Instruction 1 → The passage on Star Trek and money names things the greedy traders of the original series did. List each of those actions.

Provided text →
All those greedy traders from the original series like Cyrano Jones and Harry Mudd were driven by a desire for mutual self improvement. That’s what led them to unleash ecologically unsafe life forms (tribbles), traffic in contraband substances (magic beauty crystal drug thingies), and risk jail and stuff.
The difficulty of making Star Trek over into a Leninist workers paradise has problems that go way beyond continuity problems, though. The basic problem is that Leninist workers paradises don’t work. That’s why the Soviet Union early on abandoned its efforts to have a cashless society and reintroduced the use of money.
Money plays a vital role: It tells you how much somebody wants something that is in short supply. Person A wants to have something that Person B also wants to have (say, a nice fluffy tribble that has been safely neutered). Who wants it more? Money is the best way to settle that. (Fisticuffs not being a good way.) You want this tribble? How much are you willing to pay for it? Supply and demand.
Even monkeys can get the principles involves.

Data provided →

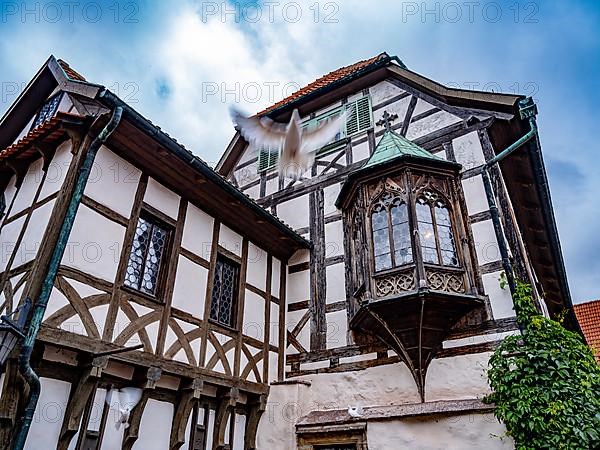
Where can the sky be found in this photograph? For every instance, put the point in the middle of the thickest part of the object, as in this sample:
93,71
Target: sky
182,63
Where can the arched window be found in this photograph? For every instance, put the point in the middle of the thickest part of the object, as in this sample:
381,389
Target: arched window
391,233
435,230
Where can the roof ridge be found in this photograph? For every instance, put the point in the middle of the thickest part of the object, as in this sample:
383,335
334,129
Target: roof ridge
70,72
327,79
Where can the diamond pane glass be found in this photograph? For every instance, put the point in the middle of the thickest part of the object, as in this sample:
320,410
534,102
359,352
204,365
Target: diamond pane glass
153,259
224,291
383,262
47,111
423,211
147,249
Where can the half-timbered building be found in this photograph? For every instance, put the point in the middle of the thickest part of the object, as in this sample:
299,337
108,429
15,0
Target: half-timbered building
355,307
416,233
164,254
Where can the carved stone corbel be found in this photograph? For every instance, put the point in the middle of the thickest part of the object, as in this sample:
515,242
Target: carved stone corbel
186,398
227,404
131,434
256,410
81,391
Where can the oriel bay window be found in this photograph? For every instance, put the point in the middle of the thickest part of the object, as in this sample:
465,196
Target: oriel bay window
413,269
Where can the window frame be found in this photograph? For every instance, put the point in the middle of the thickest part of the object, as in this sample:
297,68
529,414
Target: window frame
235,296
153,217
313,121
59,97
414,230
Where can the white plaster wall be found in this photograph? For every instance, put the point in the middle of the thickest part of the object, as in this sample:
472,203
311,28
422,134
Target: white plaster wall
330,194
337,328
239,432
8,239
34,233
30,185
94,253
294,212
49,414
430,124
336,283
155,427
189,292
254,316
276,277
500,299
197,232
360,152
298,286
468,151
57,169
471,431
230,240
113,182
334,239
256,273
486,245
458,377
161,198
475,195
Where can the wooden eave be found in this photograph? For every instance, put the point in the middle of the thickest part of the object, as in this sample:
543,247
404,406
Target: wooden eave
47,79
219,199
527,185
418,164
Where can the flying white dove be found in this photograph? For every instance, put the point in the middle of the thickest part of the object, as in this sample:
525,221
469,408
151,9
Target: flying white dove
123,400
299,145
355,411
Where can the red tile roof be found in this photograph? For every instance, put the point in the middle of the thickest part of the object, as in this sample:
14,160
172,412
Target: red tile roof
326,80
588,316
72,74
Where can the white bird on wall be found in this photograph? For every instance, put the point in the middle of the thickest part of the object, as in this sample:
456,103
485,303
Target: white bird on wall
123,400
297,145
355,411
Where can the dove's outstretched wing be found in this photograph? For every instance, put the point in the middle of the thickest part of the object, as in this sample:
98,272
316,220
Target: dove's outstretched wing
313,140
260,132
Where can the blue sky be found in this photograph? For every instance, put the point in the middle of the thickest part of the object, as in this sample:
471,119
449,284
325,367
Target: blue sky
181,64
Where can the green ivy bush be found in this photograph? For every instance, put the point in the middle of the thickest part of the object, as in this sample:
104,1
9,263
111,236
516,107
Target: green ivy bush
545,383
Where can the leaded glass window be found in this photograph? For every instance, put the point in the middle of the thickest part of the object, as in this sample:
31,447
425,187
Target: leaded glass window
224,293
435,230
47,111
392,244
147,256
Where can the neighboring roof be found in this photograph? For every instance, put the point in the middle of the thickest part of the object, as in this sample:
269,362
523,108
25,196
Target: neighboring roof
392,145
339,75
588,316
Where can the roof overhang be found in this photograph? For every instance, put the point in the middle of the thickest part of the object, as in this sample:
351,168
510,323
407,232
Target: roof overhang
138,140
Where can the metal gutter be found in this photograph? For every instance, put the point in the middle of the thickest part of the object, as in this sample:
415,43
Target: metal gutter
39,308
527,110
189,158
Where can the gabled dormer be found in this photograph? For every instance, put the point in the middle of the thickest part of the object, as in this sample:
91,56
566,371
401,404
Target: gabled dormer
414,271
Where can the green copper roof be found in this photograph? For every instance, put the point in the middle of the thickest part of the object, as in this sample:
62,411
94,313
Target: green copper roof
392,145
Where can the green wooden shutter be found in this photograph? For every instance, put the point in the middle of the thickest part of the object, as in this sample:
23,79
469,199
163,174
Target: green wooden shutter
267,159
361,118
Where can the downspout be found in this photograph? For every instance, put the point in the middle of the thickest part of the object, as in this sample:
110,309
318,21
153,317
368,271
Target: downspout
527,110
39,307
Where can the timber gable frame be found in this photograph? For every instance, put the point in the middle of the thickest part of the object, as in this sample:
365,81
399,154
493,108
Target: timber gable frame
493,115
155,368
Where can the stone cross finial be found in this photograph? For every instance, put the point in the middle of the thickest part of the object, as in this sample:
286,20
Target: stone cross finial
386,120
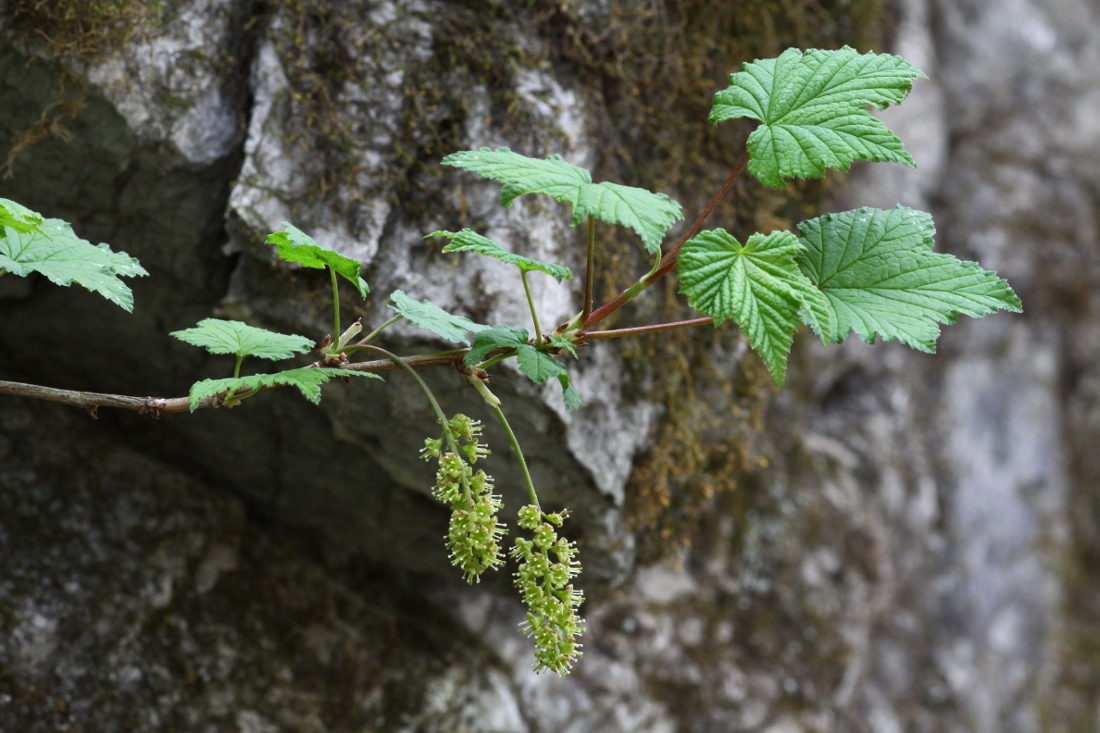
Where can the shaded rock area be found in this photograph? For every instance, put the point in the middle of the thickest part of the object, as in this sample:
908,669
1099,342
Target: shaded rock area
893,543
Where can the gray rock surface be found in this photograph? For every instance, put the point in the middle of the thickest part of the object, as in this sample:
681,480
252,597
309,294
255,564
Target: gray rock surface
914,548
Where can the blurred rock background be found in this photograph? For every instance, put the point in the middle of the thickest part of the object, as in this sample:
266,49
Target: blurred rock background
893,543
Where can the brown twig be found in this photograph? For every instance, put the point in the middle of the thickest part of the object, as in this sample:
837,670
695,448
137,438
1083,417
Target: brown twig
669,261
157,406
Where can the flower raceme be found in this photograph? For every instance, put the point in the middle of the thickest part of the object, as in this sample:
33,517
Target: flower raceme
547,565
474,532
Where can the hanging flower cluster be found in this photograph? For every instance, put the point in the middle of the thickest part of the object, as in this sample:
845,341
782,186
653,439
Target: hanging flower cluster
547,565
474,532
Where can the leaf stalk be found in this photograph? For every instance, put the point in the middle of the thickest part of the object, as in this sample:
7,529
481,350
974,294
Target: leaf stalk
530,303
519,456
669,262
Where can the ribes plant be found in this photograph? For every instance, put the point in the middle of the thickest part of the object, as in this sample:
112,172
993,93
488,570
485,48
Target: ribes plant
868,271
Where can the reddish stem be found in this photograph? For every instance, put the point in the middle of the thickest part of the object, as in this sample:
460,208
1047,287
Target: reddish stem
618,332
669,261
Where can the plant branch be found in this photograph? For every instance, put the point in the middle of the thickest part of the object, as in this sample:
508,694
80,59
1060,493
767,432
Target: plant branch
519,456
440,415
619,332
530,303
157,406
366,339
336,306
670,260
589,274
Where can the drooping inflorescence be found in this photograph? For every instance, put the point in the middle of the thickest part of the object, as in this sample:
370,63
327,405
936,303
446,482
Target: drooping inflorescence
474,532
547,565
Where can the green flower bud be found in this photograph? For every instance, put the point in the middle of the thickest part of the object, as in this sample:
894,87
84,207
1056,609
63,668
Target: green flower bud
530,517
550,598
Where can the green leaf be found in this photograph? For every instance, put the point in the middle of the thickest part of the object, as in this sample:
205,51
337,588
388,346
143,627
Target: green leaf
492,338
18,218
471,241
432,318
296,245
813,111
538,365
880,277
54,250
757,285
569,395
233,337
649,215
308,381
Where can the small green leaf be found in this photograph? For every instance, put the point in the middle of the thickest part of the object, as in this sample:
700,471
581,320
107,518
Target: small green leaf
471,241
18,218
308,382
432,318
757,285
569,394
560,341
813,111
233,337
296,245
54,250
538,365
649,215
880,277
493,338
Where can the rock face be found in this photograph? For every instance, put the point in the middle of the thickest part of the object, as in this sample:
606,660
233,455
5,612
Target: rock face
914,547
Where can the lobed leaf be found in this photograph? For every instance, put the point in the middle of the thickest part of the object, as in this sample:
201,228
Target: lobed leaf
296,245
308,381
569,394
53,249
432,318
18,218
813,111
648,214
758,285
493,338
880,276
537,365
233,337
471,241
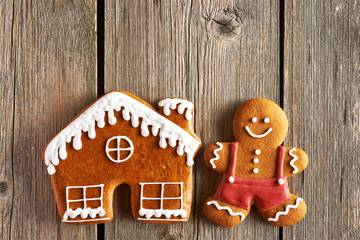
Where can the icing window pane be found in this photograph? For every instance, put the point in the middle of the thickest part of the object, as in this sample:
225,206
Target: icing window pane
119,148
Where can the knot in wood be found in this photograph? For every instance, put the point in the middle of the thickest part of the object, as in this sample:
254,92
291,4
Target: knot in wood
4,188
225,25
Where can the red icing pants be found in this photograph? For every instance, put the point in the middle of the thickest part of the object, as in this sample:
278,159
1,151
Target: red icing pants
267,192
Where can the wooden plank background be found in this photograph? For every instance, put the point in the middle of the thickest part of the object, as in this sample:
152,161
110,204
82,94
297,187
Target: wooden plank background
58,56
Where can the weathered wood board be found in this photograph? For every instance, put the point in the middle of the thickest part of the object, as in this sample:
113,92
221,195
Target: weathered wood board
214,53
48,74
321,99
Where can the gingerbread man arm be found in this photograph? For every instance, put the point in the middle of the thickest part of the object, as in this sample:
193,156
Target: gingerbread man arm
296,160
217,156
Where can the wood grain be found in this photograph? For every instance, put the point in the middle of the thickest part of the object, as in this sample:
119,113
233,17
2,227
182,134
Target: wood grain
6,117
214,53
321,99
50,66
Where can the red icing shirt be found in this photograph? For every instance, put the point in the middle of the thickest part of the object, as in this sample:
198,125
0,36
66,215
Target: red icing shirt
267,192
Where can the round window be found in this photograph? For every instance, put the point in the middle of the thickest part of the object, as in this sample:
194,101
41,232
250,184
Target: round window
119,148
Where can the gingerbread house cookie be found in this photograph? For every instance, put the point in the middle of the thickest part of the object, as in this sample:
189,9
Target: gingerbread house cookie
255,169
119,139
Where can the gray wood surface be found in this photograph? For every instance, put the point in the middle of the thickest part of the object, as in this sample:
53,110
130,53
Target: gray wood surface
215,53
48,74
321,99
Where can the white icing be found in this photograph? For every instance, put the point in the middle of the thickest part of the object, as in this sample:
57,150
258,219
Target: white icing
162,219
86,211
255,135
229,210
216,154
287,208
87,220
131,110
118,148
148,213
281,181
179,104
231,179
293,160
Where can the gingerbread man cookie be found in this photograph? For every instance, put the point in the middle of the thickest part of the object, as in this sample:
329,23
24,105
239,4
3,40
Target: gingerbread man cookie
121,139
255,169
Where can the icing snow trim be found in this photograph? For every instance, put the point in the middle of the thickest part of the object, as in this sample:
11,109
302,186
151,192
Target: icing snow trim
132,110
171,103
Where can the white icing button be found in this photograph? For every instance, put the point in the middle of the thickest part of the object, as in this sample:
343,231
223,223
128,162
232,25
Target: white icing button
231,179
281,181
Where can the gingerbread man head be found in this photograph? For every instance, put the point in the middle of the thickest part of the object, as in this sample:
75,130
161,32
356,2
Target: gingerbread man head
260,121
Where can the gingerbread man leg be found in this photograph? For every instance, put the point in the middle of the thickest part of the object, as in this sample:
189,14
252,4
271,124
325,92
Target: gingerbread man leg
223,213
287,213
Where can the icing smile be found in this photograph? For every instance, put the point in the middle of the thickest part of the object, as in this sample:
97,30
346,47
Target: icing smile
255,135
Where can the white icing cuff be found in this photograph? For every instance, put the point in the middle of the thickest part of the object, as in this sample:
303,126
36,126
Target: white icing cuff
229,210
287,209
148,213
281,181
231,179
216,155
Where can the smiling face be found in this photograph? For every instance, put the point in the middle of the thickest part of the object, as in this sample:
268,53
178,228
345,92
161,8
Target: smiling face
260,120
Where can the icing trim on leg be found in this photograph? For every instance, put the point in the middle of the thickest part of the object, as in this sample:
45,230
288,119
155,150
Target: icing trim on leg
216,155
287,208
242,216
294,158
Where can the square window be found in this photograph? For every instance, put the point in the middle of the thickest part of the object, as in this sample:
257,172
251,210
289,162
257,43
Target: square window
151,204
93,192
93,203
75,193
76,205
172,204
172,190
152,191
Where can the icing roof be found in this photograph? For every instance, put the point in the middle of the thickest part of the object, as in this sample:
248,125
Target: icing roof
132,110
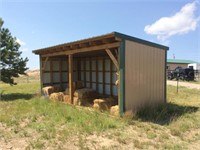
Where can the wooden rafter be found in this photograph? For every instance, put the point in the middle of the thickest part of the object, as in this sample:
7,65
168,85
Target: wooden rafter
112,57
85,49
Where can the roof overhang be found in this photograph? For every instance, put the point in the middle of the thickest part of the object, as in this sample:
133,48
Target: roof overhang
107,41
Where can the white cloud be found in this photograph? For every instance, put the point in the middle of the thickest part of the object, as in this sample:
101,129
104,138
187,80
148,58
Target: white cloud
24,49
22,43
181,22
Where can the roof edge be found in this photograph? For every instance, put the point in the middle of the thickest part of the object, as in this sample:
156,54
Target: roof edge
138,40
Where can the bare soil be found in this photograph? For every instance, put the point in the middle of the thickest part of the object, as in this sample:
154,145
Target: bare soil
184,84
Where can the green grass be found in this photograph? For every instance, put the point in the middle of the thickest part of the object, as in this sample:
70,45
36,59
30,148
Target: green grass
43,124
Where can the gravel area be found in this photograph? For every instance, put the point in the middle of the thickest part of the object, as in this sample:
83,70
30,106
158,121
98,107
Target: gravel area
185,84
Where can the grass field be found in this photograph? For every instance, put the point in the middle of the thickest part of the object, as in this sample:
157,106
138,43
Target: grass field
28,121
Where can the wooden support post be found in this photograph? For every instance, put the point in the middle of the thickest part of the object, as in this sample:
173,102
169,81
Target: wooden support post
84,71
71,92
51,72
103,72
45,62
97,80
60,71
41,75
111,92
112,57
90,72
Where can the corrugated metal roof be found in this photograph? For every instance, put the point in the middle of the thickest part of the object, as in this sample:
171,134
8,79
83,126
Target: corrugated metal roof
101,37
180,61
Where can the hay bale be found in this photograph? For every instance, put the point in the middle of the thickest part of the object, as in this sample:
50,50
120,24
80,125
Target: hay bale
101,104
79,84
66,99
81,102
114,110
56,89
104,104
57,96
47,90
85,93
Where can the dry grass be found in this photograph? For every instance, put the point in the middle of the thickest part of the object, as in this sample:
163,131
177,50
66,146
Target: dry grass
30,122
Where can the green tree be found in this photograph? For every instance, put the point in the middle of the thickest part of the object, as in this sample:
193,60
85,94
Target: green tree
11,62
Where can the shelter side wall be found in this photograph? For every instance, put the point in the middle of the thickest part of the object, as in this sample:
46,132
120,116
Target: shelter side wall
144,76
173,66
99,73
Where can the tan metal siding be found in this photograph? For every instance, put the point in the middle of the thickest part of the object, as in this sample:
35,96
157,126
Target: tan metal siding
173,66
144,76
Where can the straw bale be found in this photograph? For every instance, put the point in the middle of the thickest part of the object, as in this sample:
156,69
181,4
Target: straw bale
81,102
114,110
67,99
101,104
104,104
79,84
47,90
57,96
56,88
85,93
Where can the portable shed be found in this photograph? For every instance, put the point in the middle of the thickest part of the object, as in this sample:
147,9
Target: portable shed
137,65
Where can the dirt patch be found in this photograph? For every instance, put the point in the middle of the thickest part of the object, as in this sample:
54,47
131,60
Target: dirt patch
185,84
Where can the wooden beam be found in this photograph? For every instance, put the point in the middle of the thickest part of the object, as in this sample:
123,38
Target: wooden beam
51,72
103,71
71,92
85,49
41,75
45,63
112,57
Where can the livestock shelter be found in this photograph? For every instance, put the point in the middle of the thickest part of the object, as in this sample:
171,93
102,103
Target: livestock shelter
172,64
138,67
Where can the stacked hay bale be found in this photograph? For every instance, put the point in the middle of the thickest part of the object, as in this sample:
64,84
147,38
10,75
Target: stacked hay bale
104,104
114,110
47,91
67,99
84,96
59,96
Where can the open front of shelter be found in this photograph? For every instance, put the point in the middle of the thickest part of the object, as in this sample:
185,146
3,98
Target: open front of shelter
130,70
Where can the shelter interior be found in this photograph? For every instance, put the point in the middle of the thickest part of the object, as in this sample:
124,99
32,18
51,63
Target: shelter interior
94,62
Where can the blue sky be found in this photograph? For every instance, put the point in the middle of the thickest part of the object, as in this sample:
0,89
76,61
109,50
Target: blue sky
41,23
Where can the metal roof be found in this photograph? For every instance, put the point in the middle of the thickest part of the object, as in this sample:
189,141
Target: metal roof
97,40
180,61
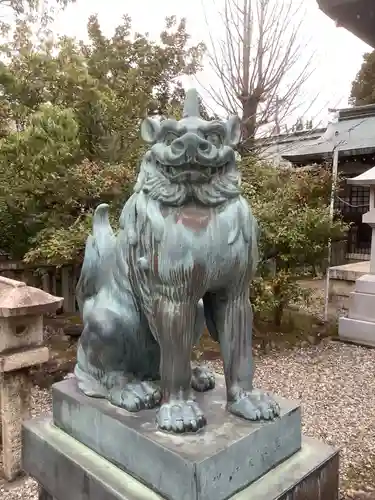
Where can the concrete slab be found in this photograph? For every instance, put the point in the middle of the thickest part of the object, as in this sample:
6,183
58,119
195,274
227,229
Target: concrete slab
351,271
362,306
365,284
357,331
68,470
227,456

Instruction 2 → Select each line of the rows that contains the word "wall", and copy those lines out.

Final answer 1 →
- Unleashing ecologically unsafe life forms (tribbles)
- Trafficking in contraband substances (magic beauty crystal drug thingies)
- Risking jail and stuff

Final answer 2 →
Where can the white plaster wall be found in this photograph? For every instance, put the point in the middle of the thickest part of the object, as in this sample:
Target: white plaster wall
Where can the white bird on wall be found in this photograph? For every instance, put the point in the middle of the thickest part of the object, as in this sample:
Target: white bird on wall
Where can the shelter side wall be found in this photograph? For every instance, put the point in the middle of the thickest part of the object, as in this sample:
Target: shelter side wall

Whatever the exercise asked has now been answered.